__Instructions for the task__
You are to retype all of the data exactly as it appears.

-.-.-

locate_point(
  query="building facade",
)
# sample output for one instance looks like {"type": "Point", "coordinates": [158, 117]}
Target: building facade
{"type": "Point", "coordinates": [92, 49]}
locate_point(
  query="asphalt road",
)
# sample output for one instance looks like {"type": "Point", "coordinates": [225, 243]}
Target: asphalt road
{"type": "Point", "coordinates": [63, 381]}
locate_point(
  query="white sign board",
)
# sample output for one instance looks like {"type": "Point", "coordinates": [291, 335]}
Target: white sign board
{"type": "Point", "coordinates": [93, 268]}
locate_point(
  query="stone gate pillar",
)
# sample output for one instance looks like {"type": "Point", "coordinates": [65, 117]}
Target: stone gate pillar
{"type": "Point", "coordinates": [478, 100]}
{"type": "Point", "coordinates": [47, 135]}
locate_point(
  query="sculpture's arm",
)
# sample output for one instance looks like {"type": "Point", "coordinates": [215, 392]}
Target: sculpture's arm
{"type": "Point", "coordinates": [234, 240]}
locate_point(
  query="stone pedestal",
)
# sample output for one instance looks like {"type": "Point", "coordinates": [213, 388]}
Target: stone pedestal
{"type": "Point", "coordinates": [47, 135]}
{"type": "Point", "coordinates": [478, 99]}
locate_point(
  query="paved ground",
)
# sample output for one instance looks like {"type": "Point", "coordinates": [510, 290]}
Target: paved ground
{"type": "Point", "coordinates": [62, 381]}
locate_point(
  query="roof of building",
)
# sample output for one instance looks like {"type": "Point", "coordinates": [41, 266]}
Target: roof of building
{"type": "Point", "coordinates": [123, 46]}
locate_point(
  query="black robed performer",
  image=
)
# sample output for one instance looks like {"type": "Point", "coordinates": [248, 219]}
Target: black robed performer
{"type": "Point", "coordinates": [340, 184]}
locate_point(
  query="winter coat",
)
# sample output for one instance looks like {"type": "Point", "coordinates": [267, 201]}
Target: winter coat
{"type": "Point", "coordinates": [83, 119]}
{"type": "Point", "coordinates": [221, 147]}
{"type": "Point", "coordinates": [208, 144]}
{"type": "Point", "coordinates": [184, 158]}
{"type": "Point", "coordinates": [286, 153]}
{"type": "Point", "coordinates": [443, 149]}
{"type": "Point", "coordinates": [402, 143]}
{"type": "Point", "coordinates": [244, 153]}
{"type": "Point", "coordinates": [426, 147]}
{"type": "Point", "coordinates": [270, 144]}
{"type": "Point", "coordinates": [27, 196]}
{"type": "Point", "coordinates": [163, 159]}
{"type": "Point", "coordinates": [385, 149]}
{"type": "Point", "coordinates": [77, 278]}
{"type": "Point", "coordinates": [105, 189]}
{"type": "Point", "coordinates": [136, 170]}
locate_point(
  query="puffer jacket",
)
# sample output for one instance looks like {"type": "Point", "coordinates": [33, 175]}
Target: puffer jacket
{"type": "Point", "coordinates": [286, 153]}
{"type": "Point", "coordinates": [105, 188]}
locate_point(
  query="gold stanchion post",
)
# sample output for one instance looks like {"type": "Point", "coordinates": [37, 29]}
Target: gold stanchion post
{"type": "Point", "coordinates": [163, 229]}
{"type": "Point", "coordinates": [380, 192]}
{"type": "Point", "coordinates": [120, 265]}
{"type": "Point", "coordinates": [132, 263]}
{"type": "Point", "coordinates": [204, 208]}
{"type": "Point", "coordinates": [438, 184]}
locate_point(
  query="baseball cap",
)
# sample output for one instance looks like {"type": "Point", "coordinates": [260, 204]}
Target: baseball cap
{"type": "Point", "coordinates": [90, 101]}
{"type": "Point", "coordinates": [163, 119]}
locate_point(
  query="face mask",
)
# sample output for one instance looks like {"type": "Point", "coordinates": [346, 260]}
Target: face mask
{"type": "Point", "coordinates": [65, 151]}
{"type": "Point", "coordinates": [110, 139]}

-.-.-

__Final answer__
locate_point(
  query="building facade",
)
# sample output for one instance looks like {"type": "Point", "coordinates": [158, 117]}
Target: building facade
{"type": "Point", "coordinates": [92, 49]}
locate_point(
  query="asphalt road",
)
# sample output for one instance looks like {"type": "Point", "coordinates": [225, 243]}
Target: asphalt road
{"type": "Point", "coordinates": [63, 381]}
locate_point(
  query="white sign board",
)
# sample output for one instance looks like {"type": "Point", "coordinates": [291, 335]}
Target: white sign board
{"type": "Point", "coordinates": [93, 268]}
locate_point(
  query="stone gate pillar",
)
# sample output for one instance looks like {"type": "Point", "coordinates": [65, 117]}
Target: stone gate pillar
{"type": "Point", "coordinates": [478, 100]}
{"type": "Point", "coordinates": [47, 135]}
locate_point(
  query="sculpture's arm",
)
# sample output for one instance looks like {"type": "Point", "coordinates": [215, 392]}
Target: sculpture's arm
{"type": "Point", "coordinates": [234, 240]}
locate_point(
  query="stone pedestal",
)
# sample output for one instance looks like {"type": "Point", "coordinates": [213, 388]}
Target: stone pedestal
{"type": "Point", "coordinates": [47, 135]}
{"type": "Point", "coordinates": [478, 99]}
locate_point(
  query="paved ground",
)
# sample output for one instance looks like {"type": "Point", "coordinates": [510, 290]}
Target: paved ground
{"type": "Point", "coordinates": [62, 381]}
locate_point(
  query="roof of building",
)
# sample output for one instance looks like {"type": "Point", "coordinates": [41, 266]}
Target: roof of building
{"type": "Point", "coordinates": [123, 46]}
locate_point(
  query="black robed performer",
  image=
)
# sample output for one instance looks like {"type": "Point", "coordinates": [248, 219]}
Target: black robed performer
{"type": "Point", "coordinates": [340, 184]}
locate_point(
  query="winter coat",
)
# sample output for one instance looks like {"type": "Point", "coordinates": [267, 201]}
Target: winter coat
{"type": "Point", "coordinates": [83, 119]}
{"type": "Point", "coordinates": [221, 147]}
{"type": "Point", "coordinates": [208, 144]}
{"type": "Point", "coordinates": [184, 158]}
{"type": "Point", "coordinates": [286, 153]}
{"type": "Point", "coordinates": [443, 149]}
{"type": "Point", "coordinates": [402, 143]}
{"type": "Point", "coordinates": [244, 153]}
{"type": "Point", "coordinates": [426, 147]}
{"type": "Point", "coordinates": [270, 144]}
{"type": "Point", "coordinates": [27, 196]}
{"type": "Point", "coordinates": [163, 159]}
{"type": "Point", "coordinates": [385, 149]}
{"type": "Point", "coordinates": [77, 278]}
{"type": "Point", "coordinates": [105, 189]}
{"type": "Point", "coordinates": [136, 170]}
locate_point(
  query="puffer jacket",
)
# sample output for one instance looks like {"type": "Point", "coordinates": [33, 175]}
Target: puffer jacket
{"type": "Point", "coordinates": [286, 153]}
{"type": "Point", "coordinates": [105, 188]}
locate_point(
  query="gold stanchion post",
)
# sample output for one instance looks like {"type": "Point", "coordinates": [37, 29]}
Target: gold stanchion post
{"type": "Point", "coordinates": [163, 229]}
{"type": "Point", "coordinates": [380, 192]}
{"type": "Point", "coordinates": [120, 265]}
{"type": "Point", "coordinates": [132, 263]}
{"type": "Point", "coordinates": [204, 208]}
{"type": "Point", "coordinates": [438, 184]}
locate_point(
  query="baseball cap",
)
# sample output for one instance looks like {"type": "Point", "coordinates": [260, 204]}
Target: baseball cap
{"type": "Point", "coordinates": [90, 101]}
{"type": "Point", "coordinates": [163, 119]}
locate_point(
  query="face mask",
)
# sample output for one instance looks like {"type": "Point", "coordinates": [346, 260]}
Target: face mask
{"type": "Point", "coordinates": [65, 151]}
{"type": "Point", "coordinates": [110, 139]}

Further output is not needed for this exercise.